### Exercise objective
Every line below that holds "roof" must be copied.

Dataset entries:
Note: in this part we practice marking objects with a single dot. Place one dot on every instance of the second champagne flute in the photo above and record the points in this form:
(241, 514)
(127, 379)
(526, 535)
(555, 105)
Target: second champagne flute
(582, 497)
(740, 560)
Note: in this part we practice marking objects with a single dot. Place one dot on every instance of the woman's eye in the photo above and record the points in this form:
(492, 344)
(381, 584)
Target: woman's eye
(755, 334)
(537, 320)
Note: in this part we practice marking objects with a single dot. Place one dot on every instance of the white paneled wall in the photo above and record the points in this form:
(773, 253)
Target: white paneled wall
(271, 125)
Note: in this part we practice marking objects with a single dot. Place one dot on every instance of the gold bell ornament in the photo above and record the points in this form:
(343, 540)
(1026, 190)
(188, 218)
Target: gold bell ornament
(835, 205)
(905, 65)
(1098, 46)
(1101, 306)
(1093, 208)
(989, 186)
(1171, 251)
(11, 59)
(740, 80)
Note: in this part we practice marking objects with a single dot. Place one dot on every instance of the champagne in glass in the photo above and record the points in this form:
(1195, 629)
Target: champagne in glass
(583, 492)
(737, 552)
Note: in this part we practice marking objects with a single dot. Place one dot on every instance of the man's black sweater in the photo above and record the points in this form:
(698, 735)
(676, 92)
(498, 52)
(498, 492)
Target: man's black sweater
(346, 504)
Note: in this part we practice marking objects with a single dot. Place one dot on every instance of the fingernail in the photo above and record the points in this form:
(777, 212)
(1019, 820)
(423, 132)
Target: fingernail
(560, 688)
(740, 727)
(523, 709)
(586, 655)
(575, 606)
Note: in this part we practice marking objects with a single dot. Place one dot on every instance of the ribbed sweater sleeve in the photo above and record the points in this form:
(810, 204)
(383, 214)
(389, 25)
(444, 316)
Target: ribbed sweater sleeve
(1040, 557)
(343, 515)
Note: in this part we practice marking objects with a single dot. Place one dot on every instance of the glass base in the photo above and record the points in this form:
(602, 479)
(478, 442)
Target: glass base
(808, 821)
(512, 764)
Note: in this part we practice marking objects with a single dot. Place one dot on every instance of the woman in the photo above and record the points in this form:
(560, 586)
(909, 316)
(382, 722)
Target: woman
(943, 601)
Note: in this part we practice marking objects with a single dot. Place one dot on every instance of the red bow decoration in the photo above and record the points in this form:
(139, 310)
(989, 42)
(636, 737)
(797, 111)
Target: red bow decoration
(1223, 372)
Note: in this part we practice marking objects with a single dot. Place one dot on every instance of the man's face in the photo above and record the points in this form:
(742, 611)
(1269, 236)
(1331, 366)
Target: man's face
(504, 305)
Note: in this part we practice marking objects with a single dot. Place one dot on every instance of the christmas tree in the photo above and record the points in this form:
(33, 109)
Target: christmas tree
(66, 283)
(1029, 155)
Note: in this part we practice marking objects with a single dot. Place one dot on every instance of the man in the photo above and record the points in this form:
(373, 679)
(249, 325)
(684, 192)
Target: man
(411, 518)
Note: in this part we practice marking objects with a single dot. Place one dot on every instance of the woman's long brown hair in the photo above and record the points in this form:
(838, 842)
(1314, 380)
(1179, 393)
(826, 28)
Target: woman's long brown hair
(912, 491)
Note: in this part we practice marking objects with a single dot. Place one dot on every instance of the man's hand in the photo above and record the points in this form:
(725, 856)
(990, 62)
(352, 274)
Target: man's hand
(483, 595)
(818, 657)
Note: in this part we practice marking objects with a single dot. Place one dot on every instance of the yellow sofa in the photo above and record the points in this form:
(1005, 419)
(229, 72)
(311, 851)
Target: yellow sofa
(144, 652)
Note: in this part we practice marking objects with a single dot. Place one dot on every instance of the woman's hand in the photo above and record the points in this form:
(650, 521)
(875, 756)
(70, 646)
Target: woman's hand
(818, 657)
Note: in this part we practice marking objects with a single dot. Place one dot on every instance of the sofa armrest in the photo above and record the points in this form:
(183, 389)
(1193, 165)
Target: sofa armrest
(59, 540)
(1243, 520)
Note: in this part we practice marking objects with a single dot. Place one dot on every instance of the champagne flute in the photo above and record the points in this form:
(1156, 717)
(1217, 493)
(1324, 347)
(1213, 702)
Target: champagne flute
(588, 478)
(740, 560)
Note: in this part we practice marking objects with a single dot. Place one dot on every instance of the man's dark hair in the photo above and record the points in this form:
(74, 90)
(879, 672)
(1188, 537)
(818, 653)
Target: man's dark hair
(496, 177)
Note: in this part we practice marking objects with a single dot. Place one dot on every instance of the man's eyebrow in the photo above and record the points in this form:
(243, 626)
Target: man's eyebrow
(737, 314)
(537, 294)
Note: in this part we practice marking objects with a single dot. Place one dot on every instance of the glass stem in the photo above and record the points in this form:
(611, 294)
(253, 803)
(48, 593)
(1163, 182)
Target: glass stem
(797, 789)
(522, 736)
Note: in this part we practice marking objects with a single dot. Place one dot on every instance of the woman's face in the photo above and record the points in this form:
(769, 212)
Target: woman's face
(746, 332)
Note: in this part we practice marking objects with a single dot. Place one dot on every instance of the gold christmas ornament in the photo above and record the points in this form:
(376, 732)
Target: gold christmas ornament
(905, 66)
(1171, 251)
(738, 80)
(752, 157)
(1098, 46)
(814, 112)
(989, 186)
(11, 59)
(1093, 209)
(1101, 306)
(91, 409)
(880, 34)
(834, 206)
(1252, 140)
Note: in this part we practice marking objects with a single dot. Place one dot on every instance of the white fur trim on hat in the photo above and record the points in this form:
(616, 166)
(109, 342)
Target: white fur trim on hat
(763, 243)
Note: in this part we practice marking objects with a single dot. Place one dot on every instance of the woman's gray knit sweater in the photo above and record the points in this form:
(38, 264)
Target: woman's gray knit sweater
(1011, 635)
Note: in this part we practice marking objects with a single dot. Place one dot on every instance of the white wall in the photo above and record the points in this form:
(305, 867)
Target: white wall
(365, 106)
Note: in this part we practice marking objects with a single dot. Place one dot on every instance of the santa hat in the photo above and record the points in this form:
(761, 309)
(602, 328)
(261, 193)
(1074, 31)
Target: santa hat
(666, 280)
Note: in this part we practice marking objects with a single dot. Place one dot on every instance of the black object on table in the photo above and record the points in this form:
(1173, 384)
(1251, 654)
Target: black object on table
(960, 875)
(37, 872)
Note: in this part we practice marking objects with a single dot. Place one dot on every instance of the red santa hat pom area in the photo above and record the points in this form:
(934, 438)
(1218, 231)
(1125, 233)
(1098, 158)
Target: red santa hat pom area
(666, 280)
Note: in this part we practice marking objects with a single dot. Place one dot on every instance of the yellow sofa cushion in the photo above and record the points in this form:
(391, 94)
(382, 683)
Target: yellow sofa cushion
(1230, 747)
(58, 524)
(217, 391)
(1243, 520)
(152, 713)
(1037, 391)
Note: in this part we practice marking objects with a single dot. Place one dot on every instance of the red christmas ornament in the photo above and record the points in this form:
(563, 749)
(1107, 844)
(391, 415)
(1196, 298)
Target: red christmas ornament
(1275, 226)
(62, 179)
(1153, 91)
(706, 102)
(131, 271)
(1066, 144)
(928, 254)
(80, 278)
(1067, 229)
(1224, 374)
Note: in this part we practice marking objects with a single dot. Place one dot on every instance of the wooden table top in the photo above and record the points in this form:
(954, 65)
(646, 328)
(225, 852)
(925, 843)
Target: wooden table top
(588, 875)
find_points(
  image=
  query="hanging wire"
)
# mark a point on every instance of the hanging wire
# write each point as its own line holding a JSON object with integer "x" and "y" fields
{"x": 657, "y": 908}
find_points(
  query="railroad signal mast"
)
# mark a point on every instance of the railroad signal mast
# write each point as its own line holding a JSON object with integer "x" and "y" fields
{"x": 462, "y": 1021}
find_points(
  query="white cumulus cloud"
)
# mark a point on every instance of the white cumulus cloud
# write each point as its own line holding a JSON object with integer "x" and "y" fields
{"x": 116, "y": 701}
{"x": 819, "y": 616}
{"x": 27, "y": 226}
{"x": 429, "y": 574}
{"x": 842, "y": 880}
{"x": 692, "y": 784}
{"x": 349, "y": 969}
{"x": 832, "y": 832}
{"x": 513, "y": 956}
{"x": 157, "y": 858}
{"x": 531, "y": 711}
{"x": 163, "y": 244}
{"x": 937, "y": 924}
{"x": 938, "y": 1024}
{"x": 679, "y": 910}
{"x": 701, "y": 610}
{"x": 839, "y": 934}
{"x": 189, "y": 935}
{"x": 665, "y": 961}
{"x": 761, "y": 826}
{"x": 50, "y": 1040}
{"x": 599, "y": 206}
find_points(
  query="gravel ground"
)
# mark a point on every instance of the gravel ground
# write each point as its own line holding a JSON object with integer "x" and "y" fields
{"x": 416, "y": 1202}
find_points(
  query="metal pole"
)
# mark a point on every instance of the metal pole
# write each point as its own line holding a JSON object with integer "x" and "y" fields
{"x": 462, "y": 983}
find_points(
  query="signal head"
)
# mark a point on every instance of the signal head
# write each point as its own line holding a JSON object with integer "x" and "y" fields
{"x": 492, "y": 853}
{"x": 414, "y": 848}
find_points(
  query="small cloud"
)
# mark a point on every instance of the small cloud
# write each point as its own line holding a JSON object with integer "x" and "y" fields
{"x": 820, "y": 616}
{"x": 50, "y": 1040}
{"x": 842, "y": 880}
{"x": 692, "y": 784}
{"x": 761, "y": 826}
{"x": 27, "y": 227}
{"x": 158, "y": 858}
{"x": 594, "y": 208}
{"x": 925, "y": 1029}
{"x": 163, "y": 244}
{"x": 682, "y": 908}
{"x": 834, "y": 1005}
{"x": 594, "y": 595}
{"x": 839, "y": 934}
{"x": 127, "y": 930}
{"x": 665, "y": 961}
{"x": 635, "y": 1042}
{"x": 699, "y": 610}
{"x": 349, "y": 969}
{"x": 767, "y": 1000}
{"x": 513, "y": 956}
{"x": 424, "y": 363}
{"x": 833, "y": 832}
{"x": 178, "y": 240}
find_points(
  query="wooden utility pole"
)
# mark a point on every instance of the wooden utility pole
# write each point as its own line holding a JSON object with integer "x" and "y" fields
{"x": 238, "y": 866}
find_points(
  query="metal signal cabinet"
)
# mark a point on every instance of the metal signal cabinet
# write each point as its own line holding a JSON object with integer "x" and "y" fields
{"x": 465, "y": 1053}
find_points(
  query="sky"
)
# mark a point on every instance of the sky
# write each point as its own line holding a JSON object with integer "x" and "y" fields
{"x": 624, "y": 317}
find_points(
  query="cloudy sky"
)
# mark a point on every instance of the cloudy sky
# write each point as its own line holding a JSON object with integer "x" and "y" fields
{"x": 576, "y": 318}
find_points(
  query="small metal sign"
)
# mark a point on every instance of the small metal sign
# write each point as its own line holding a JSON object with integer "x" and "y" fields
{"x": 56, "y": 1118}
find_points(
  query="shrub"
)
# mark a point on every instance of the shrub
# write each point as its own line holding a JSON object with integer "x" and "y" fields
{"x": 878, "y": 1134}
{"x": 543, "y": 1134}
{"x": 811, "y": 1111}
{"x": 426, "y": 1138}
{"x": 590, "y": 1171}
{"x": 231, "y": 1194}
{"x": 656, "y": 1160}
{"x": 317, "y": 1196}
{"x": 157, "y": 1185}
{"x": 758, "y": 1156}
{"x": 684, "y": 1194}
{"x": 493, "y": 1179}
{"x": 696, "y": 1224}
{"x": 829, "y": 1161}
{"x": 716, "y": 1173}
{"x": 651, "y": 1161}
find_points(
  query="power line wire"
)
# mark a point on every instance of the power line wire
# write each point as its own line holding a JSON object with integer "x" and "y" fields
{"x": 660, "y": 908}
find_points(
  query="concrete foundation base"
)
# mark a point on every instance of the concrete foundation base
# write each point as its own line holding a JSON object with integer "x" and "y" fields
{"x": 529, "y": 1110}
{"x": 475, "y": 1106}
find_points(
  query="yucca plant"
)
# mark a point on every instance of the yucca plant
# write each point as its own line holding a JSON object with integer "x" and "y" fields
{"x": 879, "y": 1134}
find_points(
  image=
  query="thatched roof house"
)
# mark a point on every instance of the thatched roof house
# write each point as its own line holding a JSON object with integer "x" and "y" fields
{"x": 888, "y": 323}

### Solution
  query="thatched roof house"
# mark a point on every instance of the thatched roof house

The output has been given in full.